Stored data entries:
* * * *
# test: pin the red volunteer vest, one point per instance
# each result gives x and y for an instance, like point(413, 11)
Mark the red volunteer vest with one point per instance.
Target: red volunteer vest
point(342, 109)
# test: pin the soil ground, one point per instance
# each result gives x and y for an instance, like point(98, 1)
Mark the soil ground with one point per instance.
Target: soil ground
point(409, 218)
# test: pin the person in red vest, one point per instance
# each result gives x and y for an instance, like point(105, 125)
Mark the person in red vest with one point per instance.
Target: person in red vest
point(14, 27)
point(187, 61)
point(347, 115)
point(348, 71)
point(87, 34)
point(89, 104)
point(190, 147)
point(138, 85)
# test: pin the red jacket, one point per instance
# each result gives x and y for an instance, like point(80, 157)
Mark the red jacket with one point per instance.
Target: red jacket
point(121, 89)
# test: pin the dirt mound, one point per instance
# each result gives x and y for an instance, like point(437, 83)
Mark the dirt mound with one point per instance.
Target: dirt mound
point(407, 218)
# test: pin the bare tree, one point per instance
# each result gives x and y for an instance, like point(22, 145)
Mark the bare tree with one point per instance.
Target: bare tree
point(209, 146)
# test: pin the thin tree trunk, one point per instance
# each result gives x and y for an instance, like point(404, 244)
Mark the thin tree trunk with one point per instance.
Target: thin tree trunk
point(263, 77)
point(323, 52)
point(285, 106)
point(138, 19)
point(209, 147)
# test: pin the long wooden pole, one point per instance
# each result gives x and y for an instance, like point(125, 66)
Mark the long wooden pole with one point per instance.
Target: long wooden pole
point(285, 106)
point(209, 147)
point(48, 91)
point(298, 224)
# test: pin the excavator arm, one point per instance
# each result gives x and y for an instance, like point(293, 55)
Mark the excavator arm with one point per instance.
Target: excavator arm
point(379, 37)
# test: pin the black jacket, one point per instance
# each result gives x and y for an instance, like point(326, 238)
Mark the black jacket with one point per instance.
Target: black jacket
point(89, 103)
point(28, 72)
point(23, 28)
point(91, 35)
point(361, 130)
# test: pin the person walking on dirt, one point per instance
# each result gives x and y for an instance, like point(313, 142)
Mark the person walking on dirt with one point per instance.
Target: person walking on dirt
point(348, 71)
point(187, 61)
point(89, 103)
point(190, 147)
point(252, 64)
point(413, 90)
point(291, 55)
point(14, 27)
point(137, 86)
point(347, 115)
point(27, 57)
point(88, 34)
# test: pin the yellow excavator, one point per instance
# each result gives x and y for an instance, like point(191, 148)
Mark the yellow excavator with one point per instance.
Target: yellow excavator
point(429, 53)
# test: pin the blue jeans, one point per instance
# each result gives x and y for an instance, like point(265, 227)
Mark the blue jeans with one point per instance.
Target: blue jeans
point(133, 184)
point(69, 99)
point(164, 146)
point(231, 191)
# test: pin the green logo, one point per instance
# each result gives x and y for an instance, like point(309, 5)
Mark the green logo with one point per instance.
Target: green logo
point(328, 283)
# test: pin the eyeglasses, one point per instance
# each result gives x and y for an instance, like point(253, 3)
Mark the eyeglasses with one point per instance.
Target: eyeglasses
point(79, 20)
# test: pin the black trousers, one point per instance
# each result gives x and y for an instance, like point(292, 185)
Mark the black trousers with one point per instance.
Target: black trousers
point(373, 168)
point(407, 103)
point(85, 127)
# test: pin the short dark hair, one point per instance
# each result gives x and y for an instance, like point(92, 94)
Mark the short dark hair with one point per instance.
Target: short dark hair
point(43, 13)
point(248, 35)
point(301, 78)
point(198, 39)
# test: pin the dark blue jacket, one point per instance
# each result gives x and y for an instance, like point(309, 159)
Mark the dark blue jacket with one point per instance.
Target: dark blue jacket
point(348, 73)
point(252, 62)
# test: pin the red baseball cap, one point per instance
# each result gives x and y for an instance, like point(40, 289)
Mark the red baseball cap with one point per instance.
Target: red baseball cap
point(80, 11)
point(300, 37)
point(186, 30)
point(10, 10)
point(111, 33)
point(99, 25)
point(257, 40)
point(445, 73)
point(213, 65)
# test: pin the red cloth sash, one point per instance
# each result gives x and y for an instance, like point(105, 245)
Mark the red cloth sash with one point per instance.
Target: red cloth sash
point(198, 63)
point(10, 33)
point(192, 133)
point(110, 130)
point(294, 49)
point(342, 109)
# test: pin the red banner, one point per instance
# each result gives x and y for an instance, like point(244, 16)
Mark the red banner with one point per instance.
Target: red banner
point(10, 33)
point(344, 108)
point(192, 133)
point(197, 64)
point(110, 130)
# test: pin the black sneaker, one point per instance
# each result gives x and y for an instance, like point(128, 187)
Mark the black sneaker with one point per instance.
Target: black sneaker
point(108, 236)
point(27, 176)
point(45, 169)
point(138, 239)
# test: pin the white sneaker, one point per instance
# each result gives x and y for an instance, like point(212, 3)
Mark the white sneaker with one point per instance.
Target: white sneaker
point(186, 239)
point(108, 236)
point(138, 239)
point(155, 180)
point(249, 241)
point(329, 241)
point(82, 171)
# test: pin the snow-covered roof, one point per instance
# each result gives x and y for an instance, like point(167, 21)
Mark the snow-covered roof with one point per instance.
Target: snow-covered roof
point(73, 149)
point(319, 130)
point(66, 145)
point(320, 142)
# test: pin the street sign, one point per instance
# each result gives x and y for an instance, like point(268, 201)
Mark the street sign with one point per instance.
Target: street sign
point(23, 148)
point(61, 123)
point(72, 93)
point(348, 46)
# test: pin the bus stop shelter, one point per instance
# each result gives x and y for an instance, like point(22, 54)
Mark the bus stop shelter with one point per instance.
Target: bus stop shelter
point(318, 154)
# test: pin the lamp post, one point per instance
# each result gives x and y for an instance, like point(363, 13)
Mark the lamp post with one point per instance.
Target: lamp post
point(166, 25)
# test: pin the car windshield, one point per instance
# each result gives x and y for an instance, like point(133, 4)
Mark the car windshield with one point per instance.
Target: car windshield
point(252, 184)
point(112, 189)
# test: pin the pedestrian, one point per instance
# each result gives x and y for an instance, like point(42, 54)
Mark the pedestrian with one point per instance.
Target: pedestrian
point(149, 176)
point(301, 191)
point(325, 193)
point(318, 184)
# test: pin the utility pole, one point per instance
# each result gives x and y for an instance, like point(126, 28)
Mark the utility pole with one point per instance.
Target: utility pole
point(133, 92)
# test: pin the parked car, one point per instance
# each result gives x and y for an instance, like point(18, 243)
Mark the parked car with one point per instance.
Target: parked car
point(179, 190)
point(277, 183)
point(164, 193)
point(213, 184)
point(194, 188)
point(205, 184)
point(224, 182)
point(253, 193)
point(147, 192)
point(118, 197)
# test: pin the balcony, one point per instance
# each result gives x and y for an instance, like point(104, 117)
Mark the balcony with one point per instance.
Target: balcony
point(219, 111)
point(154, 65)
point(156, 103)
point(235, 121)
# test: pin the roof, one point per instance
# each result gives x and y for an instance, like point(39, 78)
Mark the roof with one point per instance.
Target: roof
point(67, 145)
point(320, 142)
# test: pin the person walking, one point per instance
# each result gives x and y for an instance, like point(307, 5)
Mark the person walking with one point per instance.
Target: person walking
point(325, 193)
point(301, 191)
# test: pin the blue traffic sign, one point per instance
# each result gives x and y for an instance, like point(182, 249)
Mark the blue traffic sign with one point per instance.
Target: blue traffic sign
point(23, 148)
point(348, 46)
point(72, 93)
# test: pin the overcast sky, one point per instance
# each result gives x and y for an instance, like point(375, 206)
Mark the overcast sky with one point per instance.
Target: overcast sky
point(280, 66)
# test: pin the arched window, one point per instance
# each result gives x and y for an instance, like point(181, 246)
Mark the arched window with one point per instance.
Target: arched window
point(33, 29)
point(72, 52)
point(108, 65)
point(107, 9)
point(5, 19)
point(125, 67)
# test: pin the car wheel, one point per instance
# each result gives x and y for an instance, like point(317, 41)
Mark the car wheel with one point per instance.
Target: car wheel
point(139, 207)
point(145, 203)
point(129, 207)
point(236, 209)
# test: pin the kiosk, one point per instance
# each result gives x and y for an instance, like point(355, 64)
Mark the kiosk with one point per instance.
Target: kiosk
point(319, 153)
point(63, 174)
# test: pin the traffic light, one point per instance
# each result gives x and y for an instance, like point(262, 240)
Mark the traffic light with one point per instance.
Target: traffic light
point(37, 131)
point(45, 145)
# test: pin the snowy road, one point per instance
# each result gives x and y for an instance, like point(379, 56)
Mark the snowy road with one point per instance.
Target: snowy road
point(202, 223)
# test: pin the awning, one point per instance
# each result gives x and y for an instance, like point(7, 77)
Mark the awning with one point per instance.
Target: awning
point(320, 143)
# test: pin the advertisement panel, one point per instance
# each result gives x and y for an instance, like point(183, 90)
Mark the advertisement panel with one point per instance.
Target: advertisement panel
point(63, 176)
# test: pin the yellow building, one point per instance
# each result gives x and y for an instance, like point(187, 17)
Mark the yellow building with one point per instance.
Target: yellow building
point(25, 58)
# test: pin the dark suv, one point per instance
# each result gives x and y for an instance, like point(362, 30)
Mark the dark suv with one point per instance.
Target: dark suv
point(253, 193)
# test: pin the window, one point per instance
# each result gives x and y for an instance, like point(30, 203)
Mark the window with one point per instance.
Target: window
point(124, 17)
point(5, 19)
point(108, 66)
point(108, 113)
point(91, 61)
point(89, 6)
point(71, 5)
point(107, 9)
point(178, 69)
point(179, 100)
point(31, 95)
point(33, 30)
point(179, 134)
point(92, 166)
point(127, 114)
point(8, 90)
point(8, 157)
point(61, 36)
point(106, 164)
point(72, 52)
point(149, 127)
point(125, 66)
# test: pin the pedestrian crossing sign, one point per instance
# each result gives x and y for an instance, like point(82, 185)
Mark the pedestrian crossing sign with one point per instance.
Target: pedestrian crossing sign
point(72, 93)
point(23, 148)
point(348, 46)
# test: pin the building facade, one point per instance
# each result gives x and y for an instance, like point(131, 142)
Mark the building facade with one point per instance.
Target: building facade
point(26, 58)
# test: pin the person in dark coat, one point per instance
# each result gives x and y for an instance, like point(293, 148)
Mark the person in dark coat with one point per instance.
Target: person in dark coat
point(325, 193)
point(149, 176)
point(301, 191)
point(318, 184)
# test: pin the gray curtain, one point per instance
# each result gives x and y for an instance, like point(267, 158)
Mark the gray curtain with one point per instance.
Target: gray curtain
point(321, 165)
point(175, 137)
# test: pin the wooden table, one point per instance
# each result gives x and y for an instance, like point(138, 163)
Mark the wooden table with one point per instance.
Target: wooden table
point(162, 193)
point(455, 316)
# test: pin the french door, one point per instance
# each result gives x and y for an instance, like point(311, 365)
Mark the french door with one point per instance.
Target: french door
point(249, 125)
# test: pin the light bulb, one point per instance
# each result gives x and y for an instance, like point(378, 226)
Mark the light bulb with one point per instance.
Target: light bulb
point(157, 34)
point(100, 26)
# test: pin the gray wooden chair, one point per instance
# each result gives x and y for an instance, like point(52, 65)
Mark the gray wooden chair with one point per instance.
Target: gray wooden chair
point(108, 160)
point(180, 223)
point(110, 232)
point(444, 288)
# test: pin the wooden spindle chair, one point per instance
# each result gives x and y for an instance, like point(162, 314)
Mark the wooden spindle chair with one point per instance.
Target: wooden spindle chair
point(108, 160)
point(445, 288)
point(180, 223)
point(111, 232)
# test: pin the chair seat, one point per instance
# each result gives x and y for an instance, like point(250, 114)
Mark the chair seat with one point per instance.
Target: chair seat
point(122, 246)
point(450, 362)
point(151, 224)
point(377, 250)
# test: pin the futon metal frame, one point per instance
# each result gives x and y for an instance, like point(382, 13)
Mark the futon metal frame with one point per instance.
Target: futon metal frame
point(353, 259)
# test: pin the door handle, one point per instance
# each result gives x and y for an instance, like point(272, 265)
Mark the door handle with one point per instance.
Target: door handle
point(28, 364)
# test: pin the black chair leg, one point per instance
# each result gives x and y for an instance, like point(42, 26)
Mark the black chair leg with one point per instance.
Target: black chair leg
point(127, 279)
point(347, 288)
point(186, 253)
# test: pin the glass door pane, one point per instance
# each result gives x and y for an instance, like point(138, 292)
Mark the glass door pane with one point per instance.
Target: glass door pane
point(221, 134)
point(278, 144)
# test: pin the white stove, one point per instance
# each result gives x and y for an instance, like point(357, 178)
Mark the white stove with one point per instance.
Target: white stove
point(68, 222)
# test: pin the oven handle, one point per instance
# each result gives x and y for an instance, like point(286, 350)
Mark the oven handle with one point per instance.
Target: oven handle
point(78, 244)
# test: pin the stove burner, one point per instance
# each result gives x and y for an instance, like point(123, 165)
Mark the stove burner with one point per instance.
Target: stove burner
* * * *
Activity: Copy the lines above exactly, beginning at the line that has "Target: yellow building" and stopping after the line that has "like point(293, 148)", and omit the rest.

Exercise solution:
Target: yellow building
point(25, 58)
# test: pin the dark suv, one point per instance
# each result gives x and y for an instance, like point(362, 30)
Mark the dark suv with one point per instance.
Target: dark suv
point(253, 193)
# test: pin the window, one point per instance
# each result gives x and y for an instance, like point(30, 203)
Mark the window with one point per instance.
Target: window
point(124, 17)
point(5, 19)
point(108, 66)
point(108, 113)
point(91, 61)
point(89, 6)
point(71, 5)
point(107, 9)
point(178, 69)
point(179, 100)
point(31, 95)
point(33, 30)
point(179, 134)
point(92, 166)
point(127, 114)
point(8, 90)
point(8, 157)
point(61, 36)
point(106, 164)
point(72, 52)
point(149, 127)
point(125, 66)
# test: pin the pedestrian crossing sign, one point per instance
# each result gives x and y for an instance, like point(82, 185)
Mark the pedestrian crossing sign with one point per instance.
Target: pedestrian crossing sign
point(72, 93)
point(23, 148)
point(348, 46)
# test: pin the building facade, one point per instance
# each result gives x and y for an instance, like point(131, 142)
Mark the building facade with one point per instance.
Target: building facade
point(26, 58)
# test: pin the person in dark coat, one point per instance
# each result gives x and y for an instance, like point(293, 148)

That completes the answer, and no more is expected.